== Page extract

Adams’ health broke down several times during his life. The first was from recurring attacks of depression in 1756, while studying law. At one point he reported that a ride from Worcester to Shrewsbury left him “weak and aching” . Dr. Nahum Willard (with whom he lodged and boarded) attributed this illness to Adams’ long and close hours of study which had “corrupted his whole mass of blood and juices”.
Historians have long believed that John Adams was given at times to irrational behavior that could only be attributed to emotional instability”. Labels such as “manic-depressive,” “slightly paranoid,” and “a man consumed by an irrepressible urge to master the world” have been applied to Adams. Both he and his mother had quick tempers and labile moods, able to move from the highest spirits to the deepest despondency. Adams could be meek or rash, cautious or explosive.
Ferling and Braverman note that several of Adams’ contemporaries also concluded he was unstable:
- James McHenry (Secretary of War) called Adams “actually insane.”

====
== Excerpted records

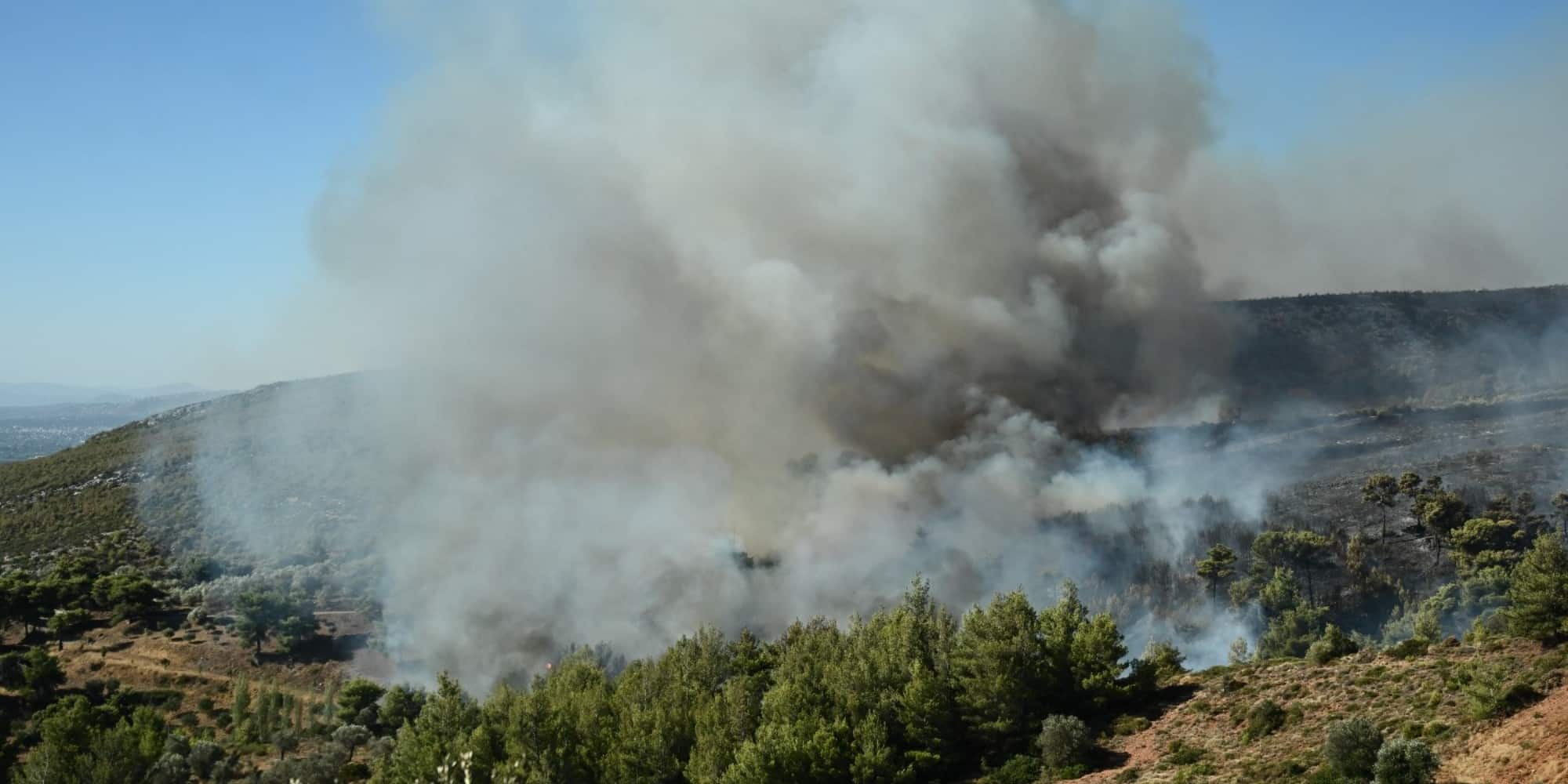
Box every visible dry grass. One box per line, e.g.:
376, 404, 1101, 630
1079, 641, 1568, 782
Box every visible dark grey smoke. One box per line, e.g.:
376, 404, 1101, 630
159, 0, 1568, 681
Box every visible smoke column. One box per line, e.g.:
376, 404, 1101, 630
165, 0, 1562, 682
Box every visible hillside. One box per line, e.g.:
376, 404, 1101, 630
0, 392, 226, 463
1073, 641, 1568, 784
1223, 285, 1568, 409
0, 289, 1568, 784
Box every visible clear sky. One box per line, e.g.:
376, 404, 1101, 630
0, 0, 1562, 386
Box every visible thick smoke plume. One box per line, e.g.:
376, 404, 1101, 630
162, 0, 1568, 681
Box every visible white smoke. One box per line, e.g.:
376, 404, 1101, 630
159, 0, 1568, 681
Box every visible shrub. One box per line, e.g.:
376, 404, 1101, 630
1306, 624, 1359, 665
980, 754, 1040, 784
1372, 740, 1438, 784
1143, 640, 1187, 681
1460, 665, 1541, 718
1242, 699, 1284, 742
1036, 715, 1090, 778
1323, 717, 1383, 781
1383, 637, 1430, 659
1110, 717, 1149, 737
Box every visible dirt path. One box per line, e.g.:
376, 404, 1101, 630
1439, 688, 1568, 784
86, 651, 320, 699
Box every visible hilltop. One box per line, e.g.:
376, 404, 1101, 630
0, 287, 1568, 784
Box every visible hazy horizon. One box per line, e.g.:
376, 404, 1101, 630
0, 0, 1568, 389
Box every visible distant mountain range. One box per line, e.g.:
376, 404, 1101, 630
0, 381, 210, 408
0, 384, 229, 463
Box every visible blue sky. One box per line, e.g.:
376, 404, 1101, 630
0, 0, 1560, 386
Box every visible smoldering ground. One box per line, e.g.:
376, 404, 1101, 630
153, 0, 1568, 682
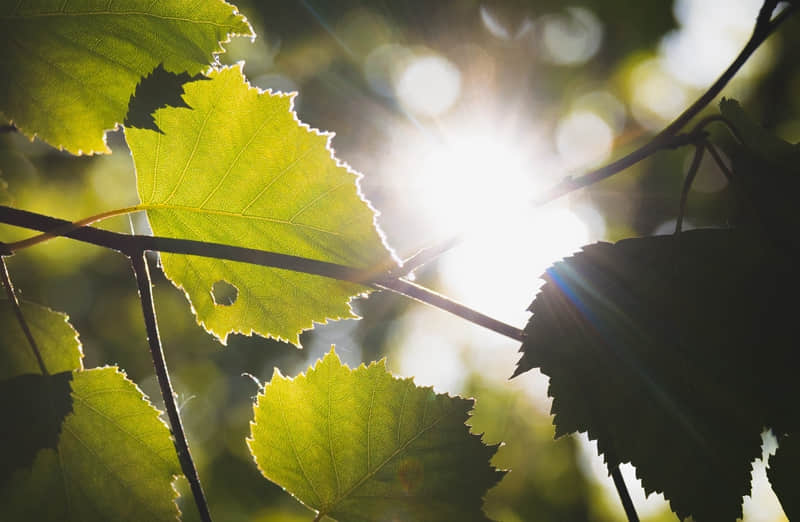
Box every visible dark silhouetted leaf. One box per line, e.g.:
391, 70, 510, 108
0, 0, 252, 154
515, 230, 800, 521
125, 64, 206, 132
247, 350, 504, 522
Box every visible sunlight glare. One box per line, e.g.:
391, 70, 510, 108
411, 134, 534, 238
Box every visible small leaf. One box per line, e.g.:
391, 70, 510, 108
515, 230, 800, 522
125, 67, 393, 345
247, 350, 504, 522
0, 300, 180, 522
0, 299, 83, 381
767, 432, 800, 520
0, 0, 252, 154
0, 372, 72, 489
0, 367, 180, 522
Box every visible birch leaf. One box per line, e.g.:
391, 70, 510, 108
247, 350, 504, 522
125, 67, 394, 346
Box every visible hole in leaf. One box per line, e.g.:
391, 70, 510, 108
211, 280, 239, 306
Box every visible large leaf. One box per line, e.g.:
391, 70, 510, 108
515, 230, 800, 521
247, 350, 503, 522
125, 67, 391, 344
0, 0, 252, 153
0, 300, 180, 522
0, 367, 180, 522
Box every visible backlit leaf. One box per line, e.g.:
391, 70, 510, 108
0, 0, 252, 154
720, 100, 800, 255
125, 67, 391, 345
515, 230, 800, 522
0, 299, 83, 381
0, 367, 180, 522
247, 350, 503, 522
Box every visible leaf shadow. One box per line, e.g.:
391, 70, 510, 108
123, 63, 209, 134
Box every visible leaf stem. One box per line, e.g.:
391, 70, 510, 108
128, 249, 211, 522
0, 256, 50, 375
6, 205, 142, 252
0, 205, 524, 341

====

**Exercise:**
Could you return, word for word, the part of the passage on John Adams' health starting at "Historians have long" and ending at "cautious or explosive."?

**Exercise response:**
Historians have long believed that John Adams was given at times to irrational behavior that could only be attributed to emotional instability”. Labels such as “manic-depressive,” “slightly paranoid,” and “a man consumed by an irrepressible urge to master the world” have been applied to Adams. Both he and his mother had quick tempers and labile moods, able to move from the highest spirits to the deepest despondency. Adams could be meek or rash, cautious or explosive.